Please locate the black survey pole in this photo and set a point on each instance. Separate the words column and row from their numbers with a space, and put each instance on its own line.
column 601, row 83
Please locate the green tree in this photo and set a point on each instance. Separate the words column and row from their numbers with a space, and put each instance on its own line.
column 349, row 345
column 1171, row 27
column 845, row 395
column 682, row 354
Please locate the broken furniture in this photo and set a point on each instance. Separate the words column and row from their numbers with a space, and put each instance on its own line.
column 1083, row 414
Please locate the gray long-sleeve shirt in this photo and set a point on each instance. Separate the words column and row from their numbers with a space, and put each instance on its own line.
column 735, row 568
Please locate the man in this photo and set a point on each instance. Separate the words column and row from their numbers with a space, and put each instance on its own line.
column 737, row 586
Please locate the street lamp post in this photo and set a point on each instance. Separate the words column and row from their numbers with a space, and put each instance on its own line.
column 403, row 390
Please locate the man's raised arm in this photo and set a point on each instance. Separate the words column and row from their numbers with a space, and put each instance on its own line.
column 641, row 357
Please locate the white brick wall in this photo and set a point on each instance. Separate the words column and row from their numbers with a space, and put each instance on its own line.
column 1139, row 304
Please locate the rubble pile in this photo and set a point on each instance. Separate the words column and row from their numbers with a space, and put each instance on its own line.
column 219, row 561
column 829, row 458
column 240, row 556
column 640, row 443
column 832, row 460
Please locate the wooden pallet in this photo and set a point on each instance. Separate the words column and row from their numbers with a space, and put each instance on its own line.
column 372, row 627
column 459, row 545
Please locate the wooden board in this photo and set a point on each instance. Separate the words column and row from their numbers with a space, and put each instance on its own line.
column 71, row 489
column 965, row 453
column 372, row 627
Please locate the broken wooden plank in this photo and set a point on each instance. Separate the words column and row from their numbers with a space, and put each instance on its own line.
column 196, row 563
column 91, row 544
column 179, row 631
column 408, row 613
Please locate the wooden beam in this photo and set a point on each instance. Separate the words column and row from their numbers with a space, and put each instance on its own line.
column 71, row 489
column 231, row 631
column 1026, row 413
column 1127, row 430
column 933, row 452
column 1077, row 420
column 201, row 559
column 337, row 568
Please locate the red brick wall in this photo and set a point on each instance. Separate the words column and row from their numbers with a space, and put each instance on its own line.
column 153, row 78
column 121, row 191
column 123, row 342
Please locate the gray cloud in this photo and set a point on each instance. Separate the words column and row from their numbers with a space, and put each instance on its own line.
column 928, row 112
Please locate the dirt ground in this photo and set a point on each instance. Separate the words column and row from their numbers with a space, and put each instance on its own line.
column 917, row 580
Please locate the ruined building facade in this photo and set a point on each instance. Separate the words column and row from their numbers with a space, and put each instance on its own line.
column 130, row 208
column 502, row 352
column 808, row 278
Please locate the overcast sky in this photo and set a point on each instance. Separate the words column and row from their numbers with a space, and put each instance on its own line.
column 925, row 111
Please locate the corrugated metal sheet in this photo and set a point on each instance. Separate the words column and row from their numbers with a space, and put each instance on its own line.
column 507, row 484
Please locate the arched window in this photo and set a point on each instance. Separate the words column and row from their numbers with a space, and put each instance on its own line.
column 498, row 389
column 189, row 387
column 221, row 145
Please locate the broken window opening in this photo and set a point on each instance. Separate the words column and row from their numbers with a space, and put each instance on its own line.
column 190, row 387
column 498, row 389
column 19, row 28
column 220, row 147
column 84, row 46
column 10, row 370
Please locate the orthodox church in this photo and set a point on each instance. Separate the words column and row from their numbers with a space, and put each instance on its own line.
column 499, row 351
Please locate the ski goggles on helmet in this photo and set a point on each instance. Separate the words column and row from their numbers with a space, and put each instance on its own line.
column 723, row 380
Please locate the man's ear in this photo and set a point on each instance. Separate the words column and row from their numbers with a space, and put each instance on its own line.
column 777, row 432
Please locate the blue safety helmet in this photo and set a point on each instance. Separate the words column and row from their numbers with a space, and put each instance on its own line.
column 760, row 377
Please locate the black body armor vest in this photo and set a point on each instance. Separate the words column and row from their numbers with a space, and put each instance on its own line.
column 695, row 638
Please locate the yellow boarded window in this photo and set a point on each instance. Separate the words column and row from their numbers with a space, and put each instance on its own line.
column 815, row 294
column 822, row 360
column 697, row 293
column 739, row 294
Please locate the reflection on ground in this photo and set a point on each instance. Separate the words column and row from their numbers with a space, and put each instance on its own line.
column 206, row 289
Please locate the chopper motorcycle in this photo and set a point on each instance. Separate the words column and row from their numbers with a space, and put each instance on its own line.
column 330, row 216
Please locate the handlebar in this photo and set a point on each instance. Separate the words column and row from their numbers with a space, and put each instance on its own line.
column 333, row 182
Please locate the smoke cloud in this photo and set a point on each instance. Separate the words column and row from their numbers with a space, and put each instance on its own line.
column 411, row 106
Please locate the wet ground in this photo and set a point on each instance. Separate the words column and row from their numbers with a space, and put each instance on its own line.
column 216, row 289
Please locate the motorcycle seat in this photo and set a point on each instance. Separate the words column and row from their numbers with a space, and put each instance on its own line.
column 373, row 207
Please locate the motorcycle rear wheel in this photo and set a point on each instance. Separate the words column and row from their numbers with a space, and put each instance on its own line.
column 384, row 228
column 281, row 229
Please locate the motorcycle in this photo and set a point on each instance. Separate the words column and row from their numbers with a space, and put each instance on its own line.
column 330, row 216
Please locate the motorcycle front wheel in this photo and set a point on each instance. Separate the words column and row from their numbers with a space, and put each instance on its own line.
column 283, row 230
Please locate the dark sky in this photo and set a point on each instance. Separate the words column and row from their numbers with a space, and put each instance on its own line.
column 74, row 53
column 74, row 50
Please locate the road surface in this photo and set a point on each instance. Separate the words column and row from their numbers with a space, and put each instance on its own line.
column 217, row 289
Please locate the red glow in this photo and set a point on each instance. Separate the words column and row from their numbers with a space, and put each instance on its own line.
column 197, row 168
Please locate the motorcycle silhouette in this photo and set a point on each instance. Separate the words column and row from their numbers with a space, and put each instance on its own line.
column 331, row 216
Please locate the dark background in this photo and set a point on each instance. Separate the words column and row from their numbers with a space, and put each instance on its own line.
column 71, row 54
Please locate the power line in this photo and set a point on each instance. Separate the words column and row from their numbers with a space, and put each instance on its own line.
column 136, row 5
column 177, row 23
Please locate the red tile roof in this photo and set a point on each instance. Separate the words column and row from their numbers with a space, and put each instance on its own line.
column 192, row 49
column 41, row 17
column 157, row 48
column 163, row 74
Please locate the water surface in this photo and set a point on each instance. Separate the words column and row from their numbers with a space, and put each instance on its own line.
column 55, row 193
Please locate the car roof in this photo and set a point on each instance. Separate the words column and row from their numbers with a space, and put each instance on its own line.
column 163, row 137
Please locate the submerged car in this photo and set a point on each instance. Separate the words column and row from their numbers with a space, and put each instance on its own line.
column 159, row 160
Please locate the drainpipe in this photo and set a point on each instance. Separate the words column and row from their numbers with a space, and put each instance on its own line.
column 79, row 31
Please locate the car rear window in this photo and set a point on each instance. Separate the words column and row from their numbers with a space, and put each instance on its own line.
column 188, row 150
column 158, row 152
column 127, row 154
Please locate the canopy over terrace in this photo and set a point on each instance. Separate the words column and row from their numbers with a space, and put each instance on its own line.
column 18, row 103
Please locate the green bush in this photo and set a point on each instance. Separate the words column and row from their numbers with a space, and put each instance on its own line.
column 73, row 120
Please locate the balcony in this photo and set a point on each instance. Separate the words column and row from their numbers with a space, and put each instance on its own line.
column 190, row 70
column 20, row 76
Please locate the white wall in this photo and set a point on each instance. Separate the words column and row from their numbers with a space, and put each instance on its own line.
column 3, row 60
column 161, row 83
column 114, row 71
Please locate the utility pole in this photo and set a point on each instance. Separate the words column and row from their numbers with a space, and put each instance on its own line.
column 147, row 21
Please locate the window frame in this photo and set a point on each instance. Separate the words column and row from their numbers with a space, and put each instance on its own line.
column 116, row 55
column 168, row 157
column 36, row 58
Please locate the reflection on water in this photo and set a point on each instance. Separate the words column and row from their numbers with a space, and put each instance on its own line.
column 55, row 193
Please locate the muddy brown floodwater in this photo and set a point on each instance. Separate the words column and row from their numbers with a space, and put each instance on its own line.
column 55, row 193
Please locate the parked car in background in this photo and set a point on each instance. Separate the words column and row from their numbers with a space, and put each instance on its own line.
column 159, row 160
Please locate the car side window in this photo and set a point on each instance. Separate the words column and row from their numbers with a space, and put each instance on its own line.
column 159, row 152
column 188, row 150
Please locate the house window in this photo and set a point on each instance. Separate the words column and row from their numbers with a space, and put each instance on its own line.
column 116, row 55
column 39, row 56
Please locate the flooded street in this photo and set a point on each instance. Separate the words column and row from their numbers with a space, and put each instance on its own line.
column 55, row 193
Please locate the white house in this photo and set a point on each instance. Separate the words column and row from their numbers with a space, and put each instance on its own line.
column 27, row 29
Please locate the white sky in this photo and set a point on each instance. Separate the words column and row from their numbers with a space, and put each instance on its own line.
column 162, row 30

◇ ◇ ◇ ◇ ◇ ◇ ◇

- _ACTIVITY_: Retype exactly, and only, the lines from the line holding "Please locate the white sky" through the last line of the data; both of those lines count.

- _TASK OUTPUT_:
Please locate the white sky in this photo and set a point on each instance. Separate the words column and row from their numbers with a space, and put each instance on its own line.
column 162, row 30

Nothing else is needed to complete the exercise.